(Beginning of DATA FOR THE TASK)
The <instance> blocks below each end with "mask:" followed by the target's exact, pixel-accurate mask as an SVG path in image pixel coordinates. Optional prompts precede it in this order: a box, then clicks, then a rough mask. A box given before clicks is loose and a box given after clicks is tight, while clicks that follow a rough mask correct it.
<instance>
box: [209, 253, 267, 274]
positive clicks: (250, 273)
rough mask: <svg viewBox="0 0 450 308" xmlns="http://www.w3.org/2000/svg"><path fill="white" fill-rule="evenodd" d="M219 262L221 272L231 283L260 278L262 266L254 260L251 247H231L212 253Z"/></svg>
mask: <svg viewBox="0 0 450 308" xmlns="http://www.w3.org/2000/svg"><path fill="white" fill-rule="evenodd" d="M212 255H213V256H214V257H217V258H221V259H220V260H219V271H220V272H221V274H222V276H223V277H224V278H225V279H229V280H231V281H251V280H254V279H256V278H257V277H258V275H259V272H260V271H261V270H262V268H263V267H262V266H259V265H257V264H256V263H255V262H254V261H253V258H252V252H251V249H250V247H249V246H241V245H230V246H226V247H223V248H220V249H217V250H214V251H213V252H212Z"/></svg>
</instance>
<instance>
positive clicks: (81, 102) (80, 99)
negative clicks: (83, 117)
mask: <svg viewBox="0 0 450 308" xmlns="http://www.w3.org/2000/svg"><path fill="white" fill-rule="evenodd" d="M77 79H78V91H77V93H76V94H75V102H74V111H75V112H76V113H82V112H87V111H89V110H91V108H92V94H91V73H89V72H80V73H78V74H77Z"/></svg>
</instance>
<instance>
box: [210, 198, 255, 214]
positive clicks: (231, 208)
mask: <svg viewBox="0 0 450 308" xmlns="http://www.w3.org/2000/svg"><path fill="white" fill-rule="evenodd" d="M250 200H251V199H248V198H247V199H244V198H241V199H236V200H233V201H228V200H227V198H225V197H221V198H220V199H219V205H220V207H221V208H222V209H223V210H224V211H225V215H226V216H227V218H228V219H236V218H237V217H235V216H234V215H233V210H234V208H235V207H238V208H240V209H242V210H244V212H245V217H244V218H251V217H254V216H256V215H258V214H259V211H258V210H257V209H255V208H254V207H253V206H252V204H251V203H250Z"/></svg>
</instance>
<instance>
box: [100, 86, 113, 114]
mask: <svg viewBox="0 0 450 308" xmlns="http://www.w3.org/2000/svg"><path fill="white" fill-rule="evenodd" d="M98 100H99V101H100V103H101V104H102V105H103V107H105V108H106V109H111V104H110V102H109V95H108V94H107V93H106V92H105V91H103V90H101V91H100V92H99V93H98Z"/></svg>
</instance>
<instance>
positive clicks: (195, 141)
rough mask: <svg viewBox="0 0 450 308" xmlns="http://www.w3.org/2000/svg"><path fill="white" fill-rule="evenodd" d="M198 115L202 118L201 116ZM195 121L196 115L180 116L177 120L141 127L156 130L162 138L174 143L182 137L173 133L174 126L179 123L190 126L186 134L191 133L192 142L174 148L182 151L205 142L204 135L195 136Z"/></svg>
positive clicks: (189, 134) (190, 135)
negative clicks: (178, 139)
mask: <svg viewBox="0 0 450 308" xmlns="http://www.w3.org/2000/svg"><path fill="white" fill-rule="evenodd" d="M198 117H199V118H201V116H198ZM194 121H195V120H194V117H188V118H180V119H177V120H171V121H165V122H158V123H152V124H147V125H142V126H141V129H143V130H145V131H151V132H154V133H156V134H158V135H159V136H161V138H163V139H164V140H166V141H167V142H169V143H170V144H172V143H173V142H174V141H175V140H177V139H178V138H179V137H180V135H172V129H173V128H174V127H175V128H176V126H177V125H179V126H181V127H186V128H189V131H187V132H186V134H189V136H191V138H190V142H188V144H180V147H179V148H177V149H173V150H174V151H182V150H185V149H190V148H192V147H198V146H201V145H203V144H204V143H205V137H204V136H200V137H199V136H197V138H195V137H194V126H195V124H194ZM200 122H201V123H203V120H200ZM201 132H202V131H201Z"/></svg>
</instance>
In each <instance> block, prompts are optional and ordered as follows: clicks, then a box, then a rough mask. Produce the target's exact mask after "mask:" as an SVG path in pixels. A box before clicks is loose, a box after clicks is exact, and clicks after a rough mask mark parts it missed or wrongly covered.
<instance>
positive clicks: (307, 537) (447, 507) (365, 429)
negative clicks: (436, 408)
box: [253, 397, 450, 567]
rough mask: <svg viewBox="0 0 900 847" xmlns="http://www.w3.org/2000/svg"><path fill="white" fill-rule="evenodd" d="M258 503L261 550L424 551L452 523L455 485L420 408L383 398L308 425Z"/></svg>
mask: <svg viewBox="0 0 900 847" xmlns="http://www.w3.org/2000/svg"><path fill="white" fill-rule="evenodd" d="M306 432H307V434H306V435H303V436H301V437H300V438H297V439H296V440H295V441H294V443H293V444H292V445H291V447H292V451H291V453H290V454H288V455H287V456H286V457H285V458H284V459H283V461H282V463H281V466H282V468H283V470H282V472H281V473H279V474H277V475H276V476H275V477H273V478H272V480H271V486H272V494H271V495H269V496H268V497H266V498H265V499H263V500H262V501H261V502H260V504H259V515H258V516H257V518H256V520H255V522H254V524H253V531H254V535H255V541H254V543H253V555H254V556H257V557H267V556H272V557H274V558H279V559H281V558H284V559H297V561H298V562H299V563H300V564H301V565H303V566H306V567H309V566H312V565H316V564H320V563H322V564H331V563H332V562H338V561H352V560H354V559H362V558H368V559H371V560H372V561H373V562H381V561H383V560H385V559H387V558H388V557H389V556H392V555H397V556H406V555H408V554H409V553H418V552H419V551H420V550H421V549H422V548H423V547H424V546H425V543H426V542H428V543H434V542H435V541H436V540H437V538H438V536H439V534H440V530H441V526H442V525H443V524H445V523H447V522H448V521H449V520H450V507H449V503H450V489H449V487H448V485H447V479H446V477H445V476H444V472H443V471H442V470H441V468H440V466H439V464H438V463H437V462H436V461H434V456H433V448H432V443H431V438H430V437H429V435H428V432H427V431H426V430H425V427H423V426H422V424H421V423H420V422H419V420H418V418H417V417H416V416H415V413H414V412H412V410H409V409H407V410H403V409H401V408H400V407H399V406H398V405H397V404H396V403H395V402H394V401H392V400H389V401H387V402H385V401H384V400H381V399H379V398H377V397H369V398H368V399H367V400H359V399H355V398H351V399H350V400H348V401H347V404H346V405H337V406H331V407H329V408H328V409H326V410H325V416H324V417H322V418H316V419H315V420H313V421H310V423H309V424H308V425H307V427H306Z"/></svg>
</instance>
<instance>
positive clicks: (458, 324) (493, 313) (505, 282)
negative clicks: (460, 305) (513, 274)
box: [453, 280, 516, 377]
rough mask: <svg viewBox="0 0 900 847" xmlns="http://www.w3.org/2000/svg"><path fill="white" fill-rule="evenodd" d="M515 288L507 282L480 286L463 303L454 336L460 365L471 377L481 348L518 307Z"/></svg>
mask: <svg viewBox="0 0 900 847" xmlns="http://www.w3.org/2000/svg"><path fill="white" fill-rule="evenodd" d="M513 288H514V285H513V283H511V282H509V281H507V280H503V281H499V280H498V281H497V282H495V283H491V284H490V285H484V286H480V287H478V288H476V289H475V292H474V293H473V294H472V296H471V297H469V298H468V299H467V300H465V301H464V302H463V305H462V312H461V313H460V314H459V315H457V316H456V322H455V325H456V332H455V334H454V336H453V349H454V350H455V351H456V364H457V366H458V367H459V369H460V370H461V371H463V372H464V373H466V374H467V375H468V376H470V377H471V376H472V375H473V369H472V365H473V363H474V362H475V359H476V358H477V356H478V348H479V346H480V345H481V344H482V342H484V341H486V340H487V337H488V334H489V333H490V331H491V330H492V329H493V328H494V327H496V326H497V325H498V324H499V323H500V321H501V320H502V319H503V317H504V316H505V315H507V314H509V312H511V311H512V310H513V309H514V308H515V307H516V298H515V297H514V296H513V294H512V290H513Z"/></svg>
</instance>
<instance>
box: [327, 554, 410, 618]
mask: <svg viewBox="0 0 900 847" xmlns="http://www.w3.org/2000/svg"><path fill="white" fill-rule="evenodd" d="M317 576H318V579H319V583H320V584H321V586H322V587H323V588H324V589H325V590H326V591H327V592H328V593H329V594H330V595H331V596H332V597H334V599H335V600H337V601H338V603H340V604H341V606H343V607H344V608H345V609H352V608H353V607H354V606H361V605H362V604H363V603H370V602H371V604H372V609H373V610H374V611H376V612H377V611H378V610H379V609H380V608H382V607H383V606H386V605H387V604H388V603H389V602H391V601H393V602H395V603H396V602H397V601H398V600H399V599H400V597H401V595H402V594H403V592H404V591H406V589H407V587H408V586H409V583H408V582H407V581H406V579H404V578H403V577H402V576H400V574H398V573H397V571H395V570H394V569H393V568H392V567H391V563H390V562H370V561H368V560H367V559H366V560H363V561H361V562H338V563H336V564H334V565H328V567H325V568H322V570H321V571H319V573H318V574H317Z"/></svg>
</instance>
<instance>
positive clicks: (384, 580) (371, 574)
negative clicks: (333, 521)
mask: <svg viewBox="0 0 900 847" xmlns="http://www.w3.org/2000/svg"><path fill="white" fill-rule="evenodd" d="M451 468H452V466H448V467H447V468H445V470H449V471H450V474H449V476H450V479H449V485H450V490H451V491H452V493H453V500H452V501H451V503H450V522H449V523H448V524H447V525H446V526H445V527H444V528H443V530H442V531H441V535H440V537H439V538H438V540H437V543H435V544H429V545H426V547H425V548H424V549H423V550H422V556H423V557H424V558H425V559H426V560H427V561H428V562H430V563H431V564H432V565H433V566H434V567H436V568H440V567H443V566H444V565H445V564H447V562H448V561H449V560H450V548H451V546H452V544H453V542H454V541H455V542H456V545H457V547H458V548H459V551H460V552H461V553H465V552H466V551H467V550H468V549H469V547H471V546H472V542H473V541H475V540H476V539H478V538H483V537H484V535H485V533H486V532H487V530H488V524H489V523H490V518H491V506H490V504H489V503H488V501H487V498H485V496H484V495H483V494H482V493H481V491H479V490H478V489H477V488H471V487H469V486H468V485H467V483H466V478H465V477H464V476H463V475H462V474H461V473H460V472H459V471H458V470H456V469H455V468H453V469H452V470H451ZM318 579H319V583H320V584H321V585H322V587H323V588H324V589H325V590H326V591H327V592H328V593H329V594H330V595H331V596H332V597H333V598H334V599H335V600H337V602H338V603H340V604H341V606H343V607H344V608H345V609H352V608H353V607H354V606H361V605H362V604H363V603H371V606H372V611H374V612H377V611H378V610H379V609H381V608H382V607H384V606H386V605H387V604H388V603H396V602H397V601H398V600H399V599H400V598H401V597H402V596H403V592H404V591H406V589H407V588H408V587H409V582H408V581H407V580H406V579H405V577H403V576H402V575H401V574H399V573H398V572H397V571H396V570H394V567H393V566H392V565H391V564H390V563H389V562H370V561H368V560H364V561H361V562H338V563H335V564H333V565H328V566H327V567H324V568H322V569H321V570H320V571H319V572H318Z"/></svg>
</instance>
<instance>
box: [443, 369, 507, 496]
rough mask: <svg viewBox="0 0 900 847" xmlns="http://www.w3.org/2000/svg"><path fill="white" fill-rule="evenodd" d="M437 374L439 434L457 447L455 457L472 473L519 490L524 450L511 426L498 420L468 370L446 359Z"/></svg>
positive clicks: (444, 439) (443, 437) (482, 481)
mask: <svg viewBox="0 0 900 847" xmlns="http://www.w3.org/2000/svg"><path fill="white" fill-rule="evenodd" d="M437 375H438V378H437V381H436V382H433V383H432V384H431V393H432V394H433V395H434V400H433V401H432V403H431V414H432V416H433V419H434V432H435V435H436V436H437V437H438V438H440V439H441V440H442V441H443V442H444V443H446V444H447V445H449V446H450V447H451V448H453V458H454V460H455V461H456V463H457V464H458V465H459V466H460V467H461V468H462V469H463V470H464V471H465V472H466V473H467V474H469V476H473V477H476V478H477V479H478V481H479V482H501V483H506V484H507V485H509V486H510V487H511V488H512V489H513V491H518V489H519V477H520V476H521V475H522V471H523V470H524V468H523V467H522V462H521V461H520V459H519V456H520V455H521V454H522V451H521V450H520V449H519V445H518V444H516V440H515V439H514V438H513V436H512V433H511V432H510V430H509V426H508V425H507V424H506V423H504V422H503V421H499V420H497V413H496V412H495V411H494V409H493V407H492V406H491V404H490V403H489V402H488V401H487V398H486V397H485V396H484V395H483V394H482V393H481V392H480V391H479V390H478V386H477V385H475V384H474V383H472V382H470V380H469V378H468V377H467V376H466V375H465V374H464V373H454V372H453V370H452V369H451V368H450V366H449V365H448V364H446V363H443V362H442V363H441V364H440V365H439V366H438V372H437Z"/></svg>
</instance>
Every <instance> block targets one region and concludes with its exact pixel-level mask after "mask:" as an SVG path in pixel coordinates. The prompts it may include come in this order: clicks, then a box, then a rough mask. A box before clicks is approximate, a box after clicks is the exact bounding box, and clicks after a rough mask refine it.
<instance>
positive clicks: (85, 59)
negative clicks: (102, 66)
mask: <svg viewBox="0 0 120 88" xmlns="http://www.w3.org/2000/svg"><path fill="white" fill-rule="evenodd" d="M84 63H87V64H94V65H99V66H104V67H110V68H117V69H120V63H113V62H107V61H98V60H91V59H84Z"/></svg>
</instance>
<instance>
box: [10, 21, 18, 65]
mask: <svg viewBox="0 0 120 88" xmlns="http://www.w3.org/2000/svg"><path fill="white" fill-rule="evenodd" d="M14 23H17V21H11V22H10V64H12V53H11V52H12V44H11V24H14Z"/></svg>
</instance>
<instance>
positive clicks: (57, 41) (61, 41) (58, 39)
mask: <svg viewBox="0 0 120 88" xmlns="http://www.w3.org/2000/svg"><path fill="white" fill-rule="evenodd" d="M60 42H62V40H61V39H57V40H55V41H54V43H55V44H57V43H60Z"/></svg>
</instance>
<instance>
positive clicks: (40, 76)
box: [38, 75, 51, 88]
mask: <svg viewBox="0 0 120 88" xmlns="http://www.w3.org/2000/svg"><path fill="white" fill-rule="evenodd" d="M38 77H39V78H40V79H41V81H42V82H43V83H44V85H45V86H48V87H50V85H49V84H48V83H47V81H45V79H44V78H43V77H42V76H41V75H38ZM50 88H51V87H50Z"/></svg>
(End of DATA FOR THE TASK)
▶ _TASK_:
Looking at the entries above, can you reproduce exactly the lines from the one that holds "box: [443, 369, 507, 496]" through the one that holds "374L439 434L457 447L455", and only those?

▶ _TASK RESPONSE_:
box: [443, 369, 507, 496]
rough mask: <svg viewBox="0 0 900 847" xmlns="http://www.w3.org/2000/svg"><path fill="white" fill-rule="evenodd" d="M437 374L439 434L457 447L455 457L472 473L519 490L524 450L511 426L498 420L468 370L446 359Z"/></svg>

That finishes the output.